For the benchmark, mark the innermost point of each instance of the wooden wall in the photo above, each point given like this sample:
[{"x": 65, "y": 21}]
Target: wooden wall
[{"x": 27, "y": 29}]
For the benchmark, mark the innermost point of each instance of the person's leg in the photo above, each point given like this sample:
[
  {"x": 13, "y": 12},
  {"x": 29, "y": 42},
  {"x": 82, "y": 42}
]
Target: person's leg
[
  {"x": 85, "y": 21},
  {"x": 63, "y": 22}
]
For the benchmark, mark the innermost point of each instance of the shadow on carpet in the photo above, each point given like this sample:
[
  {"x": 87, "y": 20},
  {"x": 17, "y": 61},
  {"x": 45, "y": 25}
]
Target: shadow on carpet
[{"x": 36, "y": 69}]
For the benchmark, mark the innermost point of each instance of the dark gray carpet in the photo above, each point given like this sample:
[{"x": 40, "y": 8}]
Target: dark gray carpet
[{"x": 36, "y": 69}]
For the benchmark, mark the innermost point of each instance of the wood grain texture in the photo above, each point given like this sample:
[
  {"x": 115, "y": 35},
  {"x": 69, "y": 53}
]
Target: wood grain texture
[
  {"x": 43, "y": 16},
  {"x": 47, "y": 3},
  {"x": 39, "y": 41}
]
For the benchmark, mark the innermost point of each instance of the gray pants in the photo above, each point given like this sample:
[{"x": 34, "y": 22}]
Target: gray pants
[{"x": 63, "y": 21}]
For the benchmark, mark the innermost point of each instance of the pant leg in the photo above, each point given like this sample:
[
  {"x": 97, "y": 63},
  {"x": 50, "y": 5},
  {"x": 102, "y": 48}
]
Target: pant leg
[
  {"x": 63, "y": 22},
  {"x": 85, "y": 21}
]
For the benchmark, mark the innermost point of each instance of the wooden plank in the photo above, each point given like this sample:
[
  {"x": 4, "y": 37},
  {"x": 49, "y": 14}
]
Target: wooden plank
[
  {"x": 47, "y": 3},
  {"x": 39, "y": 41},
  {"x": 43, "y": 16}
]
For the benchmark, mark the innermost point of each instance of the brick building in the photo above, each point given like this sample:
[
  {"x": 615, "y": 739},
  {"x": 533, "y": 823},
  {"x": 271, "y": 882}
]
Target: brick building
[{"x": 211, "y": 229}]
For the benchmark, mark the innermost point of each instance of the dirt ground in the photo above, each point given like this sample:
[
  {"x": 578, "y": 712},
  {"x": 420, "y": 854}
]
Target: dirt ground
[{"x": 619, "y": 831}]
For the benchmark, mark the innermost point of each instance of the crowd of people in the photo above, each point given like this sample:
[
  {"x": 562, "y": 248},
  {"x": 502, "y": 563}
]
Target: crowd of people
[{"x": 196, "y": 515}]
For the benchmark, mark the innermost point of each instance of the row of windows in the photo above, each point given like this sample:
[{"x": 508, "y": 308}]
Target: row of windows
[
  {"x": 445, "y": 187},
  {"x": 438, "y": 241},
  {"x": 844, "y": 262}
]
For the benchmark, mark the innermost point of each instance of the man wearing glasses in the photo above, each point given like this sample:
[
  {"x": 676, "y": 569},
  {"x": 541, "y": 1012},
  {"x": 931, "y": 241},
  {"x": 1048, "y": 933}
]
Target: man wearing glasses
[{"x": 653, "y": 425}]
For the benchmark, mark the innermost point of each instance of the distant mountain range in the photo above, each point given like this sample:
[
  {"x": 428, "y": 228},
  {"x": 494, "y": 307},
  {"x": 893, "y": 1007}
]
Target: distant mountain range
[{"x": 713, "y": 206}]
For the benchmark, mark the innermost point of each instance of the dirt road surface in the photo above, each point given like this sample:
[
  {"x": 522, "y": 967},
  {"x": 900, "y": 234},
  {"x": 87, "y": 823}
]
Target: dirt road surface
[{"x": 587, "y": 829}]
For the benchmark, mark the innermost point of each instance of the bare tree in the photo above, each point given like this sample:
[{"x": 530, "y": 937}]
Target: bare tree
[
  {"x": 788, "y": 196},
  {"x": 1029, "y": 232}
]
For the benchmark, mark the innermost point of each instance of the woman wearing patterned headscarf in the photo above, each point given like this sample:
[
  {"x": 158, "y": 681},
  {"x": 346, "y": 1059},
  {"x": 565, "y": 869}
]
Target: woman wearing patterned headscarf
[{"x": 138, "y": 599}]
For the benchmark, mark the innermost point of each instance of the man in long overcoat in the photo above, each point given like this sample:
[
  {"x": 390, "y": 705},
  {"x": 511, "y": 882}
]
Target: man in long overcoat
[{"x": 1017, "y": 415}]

________

[Task description]
Word for word, quote the lines from the line containing "the man wearing" through the end of the material, both included, and nothing else.

[Completed task]
For the benchmark, mark the innermost point of each instance of the man wearing glasses in the photo above, each point given like this sample:
[
  {"x": 676, "y": 569},
  {"x": 541, "y": 1012},
  {"x": 931, "y": 241},
  {"x": 1048, "y": 933}
]
Target: man wearing glasses
[{"x": 653, "y": 425}]
For the benchmark, mark the innermost point of each instance of the distant mountain range in the photo above, each point given like this sample:
[
  {"x": 428, "y": 228},
  {"x": 494, "y": 307},
  {"x": 893, "y": 1007}
]
Target: distant mountain range
[{"x": 713, "y": 206}]
For the benchmark, mark the innermost point of each instance of the dirt road surface in the photo above, each point given like this sample:
[
  {"x": 522, "y": 967},
  {"x": 900, "y": 234},
  {"x": 87, "y": 823}
]
Target: dirt road surface
[{"x": 587, "y": 829}]
For the benchmark, mark the innermost point of each instance of the bare tree in the photo above, each point given like this sample:
[{"x": 530, "y": 937}]
Target: bare tree
[
  {"x": 788, "y": 196},
  {"x": 1029, "y": 232}
]
For the benchmark, mark the innermost point of each instance of the woman wearing patterned headscarf in the photo above, each point given like this sample:
[
  {"x": 158, "y": 681},
  {"x": 346, "y": 1059},
  {"x": 565, "y": 869}
]
Target: woman wearing patterned headscarf
[{"x": 138, "y": 599}]
For the benchmark, mark the innermost point of each instance of the man in long overcoat in the photo above, each point given like this sample:
[
  {"x": 390, "y": 705},
  {"x": 511, "y": 882}
]
Target: man in long overcoat
[{"x": 1017, "y": 415}]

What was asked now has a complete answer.